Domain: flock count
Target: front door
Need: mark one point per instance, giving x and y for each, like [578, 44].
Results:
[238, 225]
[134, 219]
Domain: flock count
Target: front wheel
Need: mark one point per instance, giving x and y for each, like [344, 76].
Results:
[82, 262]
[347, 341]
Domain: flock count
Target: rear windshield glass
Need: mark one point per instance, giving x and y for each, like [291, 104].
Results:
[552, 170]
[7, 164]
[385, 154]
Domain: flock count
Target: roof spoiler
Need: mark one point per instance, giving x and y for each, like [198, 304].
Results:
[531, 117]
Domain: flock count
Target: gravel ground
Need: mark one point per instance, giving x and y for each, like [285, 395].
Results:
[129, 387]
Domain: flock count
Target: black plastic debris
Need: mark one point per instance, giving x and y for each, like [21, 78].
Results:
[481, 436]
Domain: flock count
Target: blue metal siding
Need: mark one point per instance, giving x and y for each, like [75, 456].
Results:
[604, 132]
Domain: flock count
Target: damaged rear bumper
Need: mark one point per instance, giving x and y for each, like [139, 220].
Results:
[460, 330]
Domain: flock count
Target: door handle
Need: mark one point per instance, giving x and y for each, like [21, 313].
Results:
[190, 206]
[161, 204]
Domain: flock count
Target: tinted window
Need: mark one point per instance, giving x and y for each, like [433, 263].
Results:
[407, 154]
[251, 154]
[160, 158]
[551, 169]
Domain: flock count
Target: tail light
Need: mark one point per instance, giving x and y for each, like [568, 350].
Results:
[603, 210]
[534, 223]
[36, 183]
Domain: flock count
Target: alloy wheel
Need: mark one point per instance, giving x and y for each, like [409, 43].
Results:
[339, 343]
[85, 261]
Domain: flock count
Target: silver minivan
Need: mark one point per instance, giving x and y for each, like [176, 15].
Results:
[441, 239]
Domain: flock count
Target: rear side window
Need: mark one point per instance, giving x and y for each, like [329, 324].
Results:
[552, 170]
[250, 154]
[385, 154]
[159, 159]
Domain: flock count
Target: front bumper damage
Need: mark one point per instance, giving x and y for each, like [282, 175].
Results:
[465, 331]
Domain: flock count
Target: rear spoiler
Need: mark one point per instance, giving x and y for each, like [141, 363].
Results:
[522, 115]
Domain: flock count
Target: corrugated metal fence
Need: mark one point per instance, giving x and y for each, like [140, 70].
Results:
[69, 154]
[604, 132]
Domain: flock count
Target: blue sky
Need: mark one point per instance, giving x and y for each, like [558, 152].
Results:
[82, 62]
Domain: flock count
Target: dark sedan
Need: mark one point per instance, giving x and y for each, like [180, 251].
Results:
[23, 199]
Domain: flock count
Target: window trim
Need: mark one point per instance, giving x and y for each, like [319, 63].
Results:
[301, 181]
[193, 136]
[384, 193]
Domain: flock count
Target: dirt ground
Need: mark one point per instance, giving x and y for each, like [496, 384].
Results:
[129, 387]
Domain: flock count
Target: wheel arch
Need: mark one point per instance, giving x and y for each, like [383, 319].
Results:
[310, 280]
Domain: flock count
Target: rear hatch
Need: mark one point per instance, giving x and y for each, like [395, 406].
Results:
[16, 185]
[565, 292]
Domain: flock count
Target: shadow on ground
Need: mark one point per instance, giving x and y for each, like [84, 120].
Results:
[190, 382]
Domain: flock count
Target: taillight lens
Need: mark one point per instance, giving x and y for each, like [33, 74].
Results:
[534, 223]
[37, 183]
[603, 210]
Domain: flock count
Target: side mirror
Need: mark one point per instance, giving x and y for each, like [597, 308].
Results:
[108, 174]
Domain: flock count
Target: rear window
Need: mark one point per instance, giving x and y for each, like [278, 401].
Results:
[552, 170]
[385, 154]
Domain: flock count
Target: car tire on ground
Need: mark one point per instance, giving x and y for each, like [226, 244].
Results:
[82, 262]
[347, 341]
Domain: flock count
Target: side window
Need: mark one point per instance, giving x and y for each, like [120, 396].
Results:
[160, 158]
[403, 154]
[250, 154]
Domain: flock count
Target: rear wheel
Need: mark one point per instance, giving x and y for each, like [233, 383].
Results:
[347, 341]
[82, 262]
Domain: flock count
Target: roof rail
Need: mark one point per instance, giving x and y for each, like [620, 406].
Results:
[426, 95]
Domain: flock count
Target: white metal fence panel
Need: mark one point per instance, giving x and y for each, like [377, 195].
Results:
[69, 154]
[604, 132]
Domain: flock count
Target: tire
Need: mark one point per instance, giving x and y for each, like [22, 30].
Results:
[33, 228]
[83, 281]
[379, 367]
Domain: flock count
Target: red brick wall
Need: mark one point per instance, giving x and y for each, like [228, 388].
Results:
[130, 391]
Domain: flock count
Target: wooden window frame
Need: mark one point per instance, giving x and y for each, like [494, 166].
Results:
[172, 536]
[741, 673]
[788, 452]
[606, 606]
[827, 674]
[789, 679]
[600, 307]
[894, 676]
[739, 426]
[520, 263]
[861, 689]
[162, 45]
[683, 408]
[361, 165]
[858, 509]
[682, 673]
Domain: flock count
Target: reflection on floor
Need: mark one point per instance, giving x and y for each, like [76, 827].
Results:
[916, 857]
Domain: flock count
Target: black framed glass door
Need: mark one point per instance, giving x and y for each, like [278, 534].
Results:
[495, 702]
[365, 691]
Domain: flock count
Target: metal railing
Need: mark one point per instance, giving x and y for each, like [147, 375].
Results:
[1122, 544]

---

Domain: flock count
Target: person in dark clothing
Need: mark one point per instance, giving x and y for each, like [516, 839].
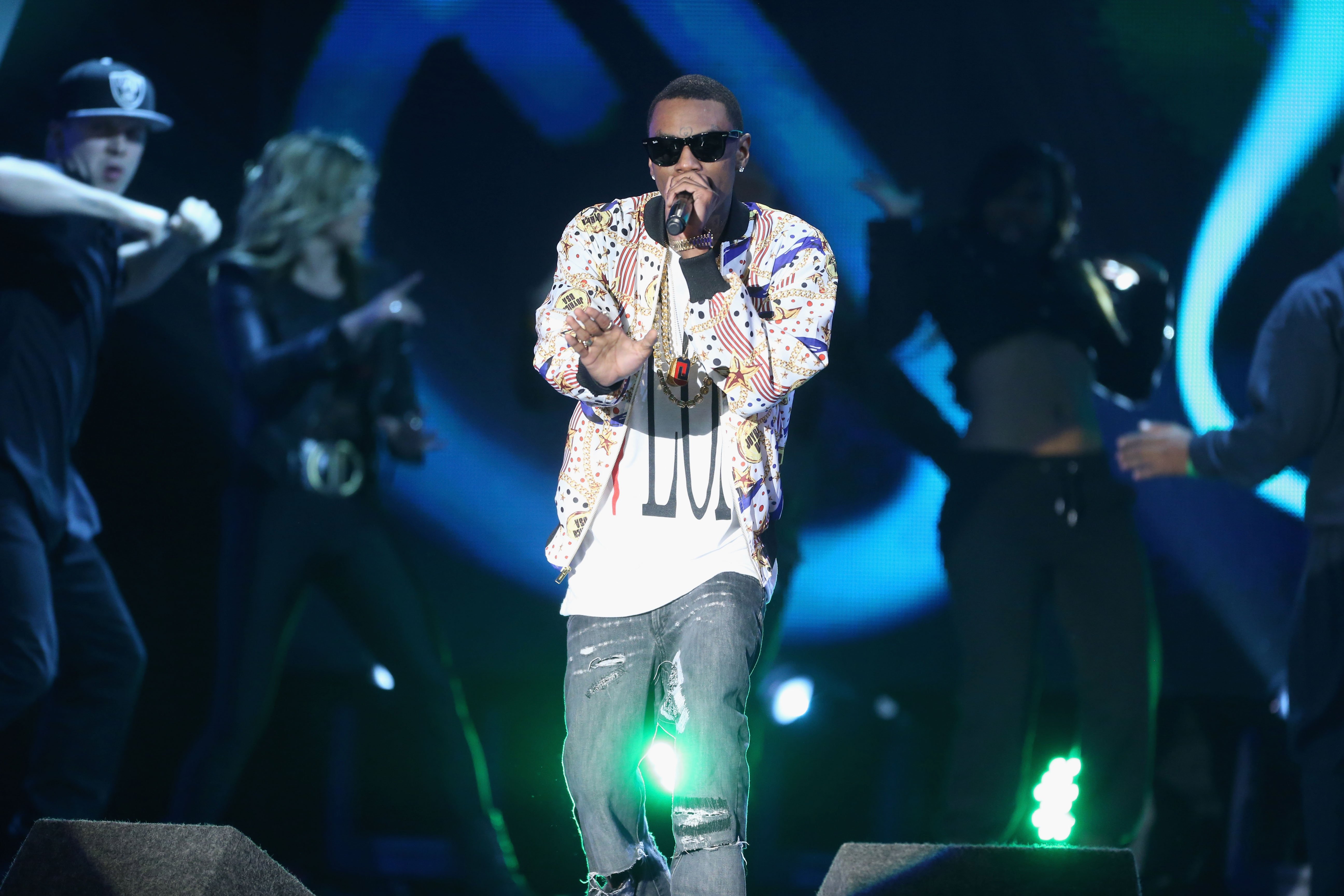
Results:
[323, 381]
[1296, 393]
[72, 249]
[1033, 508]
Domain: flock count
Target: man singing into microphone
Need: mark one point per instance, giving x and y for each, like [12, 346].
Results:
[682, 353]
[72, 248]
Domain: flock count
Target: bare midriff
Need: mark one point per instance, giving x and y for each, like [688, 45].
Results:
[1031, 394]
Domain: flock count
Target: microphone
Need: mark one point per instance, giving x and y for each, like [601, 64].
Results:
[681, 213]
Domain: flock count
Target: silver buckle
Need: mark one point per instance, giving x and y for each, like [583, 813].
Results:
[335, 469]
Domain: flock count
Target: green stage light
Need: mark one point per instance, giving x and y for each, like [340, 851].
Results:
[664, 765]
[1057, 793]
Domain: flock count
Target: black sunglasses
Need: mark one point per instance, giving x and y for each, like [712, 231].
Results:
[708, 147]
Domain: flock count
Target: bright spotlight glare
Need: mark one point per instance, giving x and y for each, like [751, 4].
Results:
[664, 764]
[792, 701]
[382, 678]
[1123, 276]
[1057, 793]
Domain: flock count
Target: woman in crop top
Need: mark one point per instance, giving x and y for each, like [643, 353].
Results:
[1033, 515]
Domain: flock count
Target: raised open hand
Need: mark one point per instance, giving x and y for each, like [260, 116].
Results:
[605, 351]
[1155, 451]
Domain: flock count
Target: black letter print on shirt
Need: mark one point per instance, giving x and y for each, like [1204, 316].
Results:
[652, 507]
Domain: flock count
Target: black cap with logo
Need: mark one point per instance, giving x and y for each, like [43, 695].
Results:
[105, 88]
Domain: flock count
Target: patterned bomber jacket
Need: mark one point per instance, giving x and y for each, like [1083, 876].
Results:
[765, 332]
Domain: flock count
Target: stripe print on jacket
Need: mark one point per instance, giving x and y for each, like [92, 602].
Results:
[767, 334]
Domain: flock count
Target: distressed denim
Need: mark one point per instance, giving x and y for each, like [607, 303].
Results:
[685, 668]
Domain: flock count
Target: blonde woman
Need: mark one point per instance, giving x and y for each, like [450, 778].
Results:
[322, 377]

* * *

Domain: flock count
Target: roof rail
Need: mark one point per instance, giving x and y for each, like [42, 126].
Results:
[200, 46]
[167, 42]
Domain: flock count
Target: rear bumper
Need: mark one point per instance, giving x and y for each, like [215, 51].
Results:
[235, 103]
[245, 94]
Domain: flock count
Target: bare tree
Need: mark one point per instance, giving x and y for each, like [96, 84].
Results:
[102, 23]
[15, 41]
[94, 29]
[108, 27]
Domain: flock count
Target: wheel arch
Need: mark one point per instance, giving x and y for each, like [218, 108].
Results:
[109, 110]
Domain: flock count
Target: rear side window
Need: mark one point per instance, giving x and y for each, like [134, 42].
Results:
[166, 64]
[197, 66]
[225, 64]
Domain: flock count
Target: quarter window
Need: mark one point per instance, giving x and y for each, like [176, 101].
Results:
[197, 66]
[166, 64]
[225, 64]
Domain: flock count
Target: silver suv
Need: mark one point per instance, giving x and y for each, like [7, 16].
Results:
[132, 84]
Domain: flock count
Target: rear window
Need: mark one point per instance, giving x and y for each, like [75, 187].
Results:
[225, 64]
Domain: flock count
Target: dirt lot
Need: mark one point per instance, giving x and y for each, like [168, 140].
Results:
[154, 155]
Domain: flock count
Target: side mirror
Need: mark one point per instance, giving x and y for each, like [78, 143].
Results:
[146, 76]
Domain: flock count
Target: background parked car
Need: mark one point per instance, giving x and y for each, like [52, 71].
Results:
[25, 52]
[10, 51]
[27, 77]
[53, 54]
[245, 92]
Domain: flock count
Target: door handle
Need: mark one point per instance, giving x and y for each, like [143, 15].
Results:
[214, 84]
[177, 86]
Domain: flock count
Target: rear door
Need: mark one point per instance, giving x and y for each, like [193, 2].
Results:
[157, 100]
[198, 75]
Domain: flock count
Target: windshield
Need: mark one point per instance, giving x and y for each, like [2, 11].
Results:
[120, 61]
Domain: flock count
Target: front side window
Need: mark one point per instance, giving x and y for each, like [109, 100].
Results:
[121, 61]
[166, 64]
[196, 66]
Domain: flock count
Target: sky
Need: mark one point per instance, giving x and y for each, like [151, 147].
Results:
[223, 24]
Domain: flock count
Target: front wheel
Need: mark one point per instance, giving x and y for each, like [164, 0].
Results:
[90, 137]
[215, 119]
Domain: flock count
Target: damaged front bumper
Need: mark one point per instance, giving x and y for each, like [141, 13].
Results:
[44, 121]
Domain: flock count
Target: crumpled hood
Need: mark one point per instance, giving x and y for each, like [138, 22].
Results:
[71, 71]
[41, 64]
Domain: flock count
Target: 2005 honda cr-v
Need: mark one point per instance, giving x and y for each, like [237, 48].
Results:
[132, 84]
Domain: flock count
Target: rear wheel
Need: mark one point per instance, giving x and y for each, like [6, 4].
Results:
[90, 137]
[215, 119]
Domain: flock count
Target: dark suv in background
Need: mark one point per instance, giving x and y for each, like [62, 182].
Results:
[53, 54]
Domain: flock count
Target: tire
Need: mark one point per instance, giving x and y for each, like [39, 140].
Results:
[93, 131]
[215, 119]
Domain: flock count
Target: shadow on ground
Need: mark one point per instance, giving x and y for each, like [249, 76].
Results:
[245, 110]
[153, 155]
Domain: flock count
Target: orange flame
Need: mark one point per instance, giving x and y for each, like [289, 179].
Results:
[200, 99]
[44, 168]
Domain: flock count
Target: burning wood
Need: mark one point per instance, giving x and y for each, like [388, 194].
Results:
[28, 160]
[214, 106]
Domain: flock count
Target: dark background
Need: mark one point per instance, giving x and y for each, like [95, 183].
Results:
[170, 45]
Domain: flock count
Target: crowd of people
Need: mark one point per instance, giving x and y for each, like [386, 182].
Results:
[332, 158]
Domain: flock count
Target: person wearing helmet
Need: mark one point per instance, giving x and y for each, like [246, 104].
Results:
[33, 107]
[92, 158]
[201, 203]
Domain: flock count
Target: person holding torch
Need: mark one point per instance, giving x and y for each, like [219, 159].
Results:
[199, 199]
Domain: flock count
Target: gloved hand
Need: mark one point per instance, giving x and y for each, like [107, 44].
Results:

= How to complete this task =
Going back to the entries above, set down exactly the lines that begin at the one with "like [84, 120]." and end at the one with "Target: car tire on ground", both included, and nothing else.

= Solved problem =
Need: mark one point per instance, giving x and y for each, like [84, 120].
Results:
[190, 382]
Domain: flock count
Target: taillight lens
Need: mark one point per instance, giving x and y for each, like [33, 74].
Results:
[534, 223]
[37, 183]
[603, 210]
Domain: flock count
Target: side mirror
Need: mark one point per instance, giving x and y for each, like [597, 308].
Results:
[108, 174]
Domain: flock count
Target: rear window
Need: mark one point per instance, giving x and y for each, like [278, 401].
Results:
[552, 170]
[385, 154]
Domain: flock count
Target: car tire on ground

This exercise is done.